___ Provided records ___
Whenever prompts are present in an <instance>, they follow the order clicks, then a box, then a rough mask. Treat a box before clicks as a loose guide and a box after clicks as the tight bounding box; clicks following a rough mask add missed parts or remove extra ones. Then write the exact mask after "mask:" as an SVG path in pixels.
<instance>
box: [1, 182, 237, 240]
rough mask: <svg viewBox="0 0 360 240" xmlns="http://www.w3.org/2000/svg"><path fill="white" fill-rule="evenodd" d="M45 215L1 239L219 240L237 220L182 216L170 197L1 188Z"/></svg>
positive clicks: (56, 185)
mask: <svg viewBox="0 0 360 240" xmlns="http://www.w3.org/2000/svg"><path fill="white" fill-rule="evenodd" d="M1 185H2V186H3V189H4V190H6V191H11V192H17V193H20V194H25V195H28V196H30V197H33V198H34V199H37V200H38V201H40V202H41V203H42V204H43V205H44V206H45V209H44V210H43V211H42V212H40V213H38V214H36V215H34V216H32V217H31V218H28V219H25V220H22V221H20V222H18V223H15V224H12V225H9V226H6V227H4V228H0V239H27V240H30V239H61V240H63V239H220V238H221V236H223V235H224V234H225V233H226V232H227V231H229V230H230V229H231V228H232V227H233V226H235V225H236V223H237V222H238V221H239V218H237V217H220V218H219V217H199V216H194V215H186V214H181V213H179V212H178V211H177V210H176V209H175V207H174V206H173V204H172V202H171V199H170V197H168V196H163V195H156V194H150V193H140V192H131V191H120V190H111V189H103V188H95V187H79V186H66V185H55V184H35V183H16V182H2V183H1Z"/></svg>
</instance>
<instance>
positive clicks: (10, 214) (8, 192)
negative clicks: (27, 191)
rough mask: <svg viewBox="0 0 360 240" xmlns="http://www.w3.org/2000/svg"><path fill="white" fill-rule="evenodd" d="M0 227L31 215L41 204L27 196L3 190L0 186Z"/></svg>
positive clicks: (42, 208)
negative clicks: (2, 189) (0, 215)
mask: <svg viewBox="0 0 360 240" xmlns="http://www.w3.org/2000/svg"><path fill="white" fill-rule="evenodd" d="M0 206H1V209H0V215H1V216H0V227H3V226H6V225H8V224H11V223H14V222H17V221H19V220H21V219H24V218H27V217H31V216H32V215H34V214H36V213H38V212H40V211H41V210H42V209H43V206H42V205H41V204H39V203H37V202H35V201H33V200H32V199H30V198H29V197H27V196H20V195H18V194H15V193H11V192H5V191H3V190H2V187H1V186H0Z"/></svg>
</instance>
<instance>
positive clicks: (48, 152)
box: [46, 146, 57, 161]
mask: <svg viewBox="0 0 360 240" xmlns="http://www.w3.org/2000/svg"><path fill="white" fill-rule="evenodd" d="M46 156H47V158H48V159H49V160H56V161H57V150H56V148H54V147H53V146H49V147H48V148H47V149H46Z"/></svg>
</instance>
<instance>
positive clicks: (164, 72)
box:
___
#### [Exercise directions]
Repeat the material above in full, exactly as it stands.

#### [Task answer]
Whenever prompts are present in an <instance>, they follow the order clicks, then a box, then a rough mask. Treat a box before clicks as a loose guide and a box after clicks as the tight bounding box; clicks following a rough mask add missed parts or remove extra ones. Then write the exact mask after "mask:" as an SVG path in pixels.
<instance>
box: [1, 182, 237, 240]
rough mask: <svg viewBox="0 0 360 240" xmlns="http://www.w3.org/2000/svg"><path fill="white" fill-rule="evenodd" d="M45 215L1 239L219 240L237 220L182 216L170 197L1 188Z"/></svg>
positive clicks: (56, 185)
mask: <svg viewBox="0 0 360 240" xmlns="http://www.w3.org/2000/svg"><path fill="white" fill-rule="evenodd" d="M1 185H2V186H3V189H4V190H6V191H11V192H17V193H20V194H25V195H28V196H30V197H33V198H34V199H37V200H38V201H40V202H41V203H42V204H43V205H44V206H45V209H44V210H43V211H42V212H40V213H38V214H36V215H34V216H32V217H31V218H28V219H25V220H22V221H20V222H18V223H15V224H12V225H9V226H6V227H4V228H0V239H27V240H30V239H61V240H63V239H220V238H221V236H223V235H224V234H225V233H226V232H227V231H229V230H230V229H231V228H232V227H233V226H235V225H236V223H237V222H238V221H239V218H237V217H220V218H219V217H199V216H194V215H186V214H181V213H179V212H178V211H177V210H176V209H175V207H174V206H173V204H172V202H171V199H170V197H168V196H163V195H156V194H150V193H140V192H131V191H120V190H111V189H103V188H95V187H79V186H66V185H55V184H35V183H16V182H2V183H1Z"/></svg>
</instance>
<instance>
positive clicks: (10, 214) (8, 192)
negative clicks: (27, 191)
rough mask: <svg viewBox="0 0 360 240" xmlns="http://www.w3.org/2000/svg"><path fill="white" fill-rule="evenodd" d="M0 227L31 215L41 204L27 196L3 190L0 186Z"/></svg>
positive clicks: (42, 208)
negative clicks: (2, 189) (0, 215)
mask: <svg viewBox="0 0 360 240" xmlns="http://www.w3.org/2000/svg"><path fill="white" fill-rule="evenodd" d="M0 206H1V209H0V215H1V216H0V227H3V226H6V225H8V224H11V223H14V222H17V221H19V220H21V219H24V218H27V217H31V216H32V215H34V214H36V213H38V212H40V211H41V210H42V209H43V206H42V205H41V204H39V203H37V202H35V201H33V200H32V199H30V198H29V197H27V196H20V195H18V194H15V193H11V192H5V191H3V190H2V187H1V186H0Z"/></svg>
</instance>
<instance>
positive clicks: (48, 152)
box: [46, 146, 57, 161]
mask: <svg viewBox="0 0 360 240" xmlns="http://www.w3.org/2000/svg"><path fill="white" fill-rule="evenodd" d="M46 156H47V158H48V159H49V160H56V161H57V150H56V148H54V147H53V146H49V147H48V148H47V149H46Z"/></svg>
</instance>
<instance>
positive clicks: (164, 72)
box:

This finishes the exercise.